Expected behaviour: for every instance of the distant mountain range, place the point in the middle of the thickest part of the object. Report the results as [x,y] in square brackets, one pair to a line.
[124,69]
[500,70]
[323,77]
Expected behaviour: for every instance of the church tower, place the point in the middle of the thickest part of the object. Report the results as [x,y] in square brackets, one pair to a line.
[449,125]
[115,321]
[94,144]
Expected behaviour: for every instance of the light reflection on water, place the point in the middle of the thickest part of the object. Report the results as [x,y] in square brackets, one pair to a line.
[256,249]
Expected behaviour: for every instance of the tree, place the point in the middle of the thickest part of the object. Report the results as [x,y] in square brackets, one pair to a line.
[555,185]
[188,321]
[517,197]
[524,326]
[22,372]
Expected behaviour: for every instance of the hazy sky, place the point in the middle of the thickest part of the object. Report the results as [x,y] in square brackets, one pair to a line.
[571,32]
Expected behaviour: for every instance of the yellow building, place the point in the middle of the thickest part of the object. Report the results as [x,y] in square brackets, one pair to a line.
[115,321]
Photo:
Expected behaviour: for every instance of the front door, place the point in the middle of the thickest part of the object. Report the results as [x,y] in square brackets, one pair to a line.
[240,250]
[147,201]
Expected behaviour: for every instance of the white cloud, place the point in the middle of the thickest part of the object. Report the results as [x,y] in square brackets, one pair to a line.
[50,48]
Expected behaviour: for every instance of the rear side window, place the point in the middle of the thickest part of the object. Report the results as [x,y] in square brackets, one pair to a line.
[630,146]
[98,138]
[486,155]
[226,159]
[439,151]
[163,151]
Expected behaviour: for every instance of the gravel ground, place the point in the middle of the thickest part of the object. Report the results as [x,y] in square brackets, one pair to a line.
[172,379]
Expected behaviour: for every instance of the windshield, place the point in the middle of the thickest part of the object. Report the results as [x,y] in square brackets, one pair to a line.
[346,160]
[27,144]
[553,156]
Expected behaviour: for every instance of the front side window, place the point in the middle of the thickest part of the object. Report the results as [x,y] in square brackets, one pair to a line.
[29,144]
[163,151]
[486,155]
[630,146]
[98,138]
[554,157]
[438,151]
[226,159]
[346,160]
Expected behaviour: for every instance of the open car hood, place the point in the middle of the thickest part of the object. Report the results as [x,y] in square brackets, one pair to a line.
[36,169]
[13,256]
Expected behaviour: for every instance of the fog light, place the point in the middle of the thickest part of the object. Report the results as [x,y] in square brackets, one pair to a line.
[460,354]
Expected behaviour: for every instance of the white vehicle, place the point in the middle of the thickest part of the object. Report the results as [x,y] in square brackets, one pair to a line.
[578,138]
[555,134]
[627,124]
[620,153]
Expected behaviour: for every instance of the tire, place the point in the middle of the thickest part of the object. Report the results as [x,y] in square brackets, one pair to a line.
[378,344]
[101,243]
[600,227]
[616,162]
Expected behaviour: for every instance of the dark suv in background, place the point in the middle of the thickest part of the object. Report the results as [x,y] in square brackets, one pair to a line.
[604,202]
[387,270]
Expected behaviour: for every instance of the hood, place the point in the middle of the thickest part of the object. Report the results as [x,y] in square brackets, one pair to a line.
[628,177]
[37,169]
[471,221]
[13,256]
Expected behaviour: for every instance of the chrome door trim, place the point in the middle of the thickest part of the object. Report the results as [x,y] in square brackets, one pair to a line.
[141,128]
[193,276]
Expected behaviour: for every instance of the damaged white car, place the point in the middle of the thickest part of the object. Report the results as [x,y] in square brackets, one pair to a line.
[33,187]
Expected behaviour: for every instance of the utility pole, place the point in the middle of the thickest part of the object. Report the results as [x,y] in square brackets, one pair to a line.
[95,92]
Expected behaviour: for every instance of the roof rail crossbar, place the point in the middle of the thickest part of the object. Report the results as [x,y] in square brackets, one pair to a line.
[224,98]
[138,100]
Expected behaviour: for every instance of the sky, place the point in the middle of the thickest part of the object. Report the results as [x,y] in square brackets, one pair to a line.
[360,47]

▸ What is expected: Print the entries exactly. Include every one.

▸ Full solution:
Expected behaviour: for every instance of the distant mountain range, place the point in the middle of the thickest part of the object. Report the results as [x,y] in square brackets, one pair to a line.
[124,69]
[500,70]
[323,77]
Expected behaviour: for every instance of the church tower, place the point in the middle of the thickest part of the object. Report the results as [x,y] in square brackets, one pair to a line.
[449,125]
[115,321]
[94,144]
Expected behaviour: for every instance of the light reflection on water, place the point in the middle of the thickest part of the object. Report the results as [x,y] in square brackets, one pair to a line.
[256,249]
Expected behaviour: for every instance of the tree, place the point in the middle of the thickest part of the object. Report the results as [x,y] in square brackets, one pair to a line.
[555,185]
[188,321]
[517,197]
[524,326]
[22,372]
Expected behaviour: for every instance of the hazy sky, place the point in the middle of the thickest part of the object. Report the results as [x,y] in square brackets, one pair to a line.
[571,32]
Expected behaviour: for every instance of the yellow building, place the point in the middle of the thickest part of the object. Report the results as [x,y] in square brackets, one pair to a line.
[115,321]
Photo:
Expected behaviour: for every instance of the front door, place the point in the middle of the thickest part of the object. Report the results as [x,y] in square brackets, one pair to a line.
[240,250]
[147,201]
Expected behaviour: for every instance of the white cloud, place the point in the middle of the thickest part of the object. Report the results as [x,y] in square brackets, one pair to a line.
[50,48]
Expected behaviour: for every instance of the rear side window, place the point in the middle of the thickest part of the object. Report the results as [x,y] in square brackets, one pair to a line.
[630,146]
[98,138]
[486,155]
[226,159]
[439,151]
[163,151]
Expected behaviour: for every instance of the gravel ground, place the point in the middle of the thickest part of the object. Report the results as [x,y] in square brackets, one pair to a line.
[172,379]
Expected behaviour: for every instance of the windshield, place the point in the middle of the thickest part of the object. Report the results as [x,y] in square brackets, one pair to a line.
[346,160]
[27,144]
[553,156]
Expected behaviour: for every instance of the front side window, place the point in the middle of the thickest part of the object. Report the results as [x,y] in square brackets, one pair to a line.
[29,144]
[163,151]
[486,155]
[630,146]
[98,138]
[554,157]
[438,151]
[226,159]
[346,160]
Expected behaviour: for every instance of the open car hood, place the point in the middle of the thickest part of the object. Report the results as [x,y] in square brackets, one pair to a line.
[36,169]
[13,256]
Expected behaviour: for every instance of the fog light, place the point in the middle of the thickest part of the object. Report the results as [x,y] in square brackets, one pair to a line.
[460,354]
Expected behaviour: for every instance of the white vehicle, place the point in the middle of the thickest part of the object. Report the results as [x,y] in square brackets, one pair to a line.
[578,138]
[555,134]
[627,124]
[620,153]
Expected behaviour: for every instance of the tire, place the point in the middle of the thickest part of the object. Report the results as [x,y] in square brackets, one pair to a line.
[378,344]
[101,243]
[600,227]
[616,162]
Expected behaviour: for every instance of the dark suv in background, place the point in the middle of the thickest part of the object. Report the results as [x,y] in square brackets, one pair to a line.
[604,202]
[387,270]
Expected behaviour: for every instance of the hood, place the point in the middle of the thickest part of the object. Report the results as [x,y] in square brackets, one pair to a line.
[628,177]
[37,169]
[471,221]
[13,256]
Expected behaviour: for every instance of the chrome door trim, place the point in the middle of the thickest part of the object. Report the results as [x,y] in square brackets, one pair to a line.
[141,128]
[193,276]
Expected behaviour: for every instance of the damaged white car, place the point in the middle of the thickest part of the object. Report the results as [x,y] in square brackets, one pair to a line.
[33,187]
Expected behaviour: for every instance of the utility pole, place the point in the middle of the thickest part of the object. Report the results as [x,y] in square brackets, one pair to a line.
[95,92]
Expected behaviour: for every instance of the roof rail crossbar, place the point in the middle of the thickest part of the object. Report the results as [x,y] in square brackets, one pair to a line.
[224,98]
[138,100]
Expected behaviour: for every instance of the sky, place the point in the middle of the thickest part of the object. Report the results as [x,y] in square brackets, one pair to a line.
[360,47]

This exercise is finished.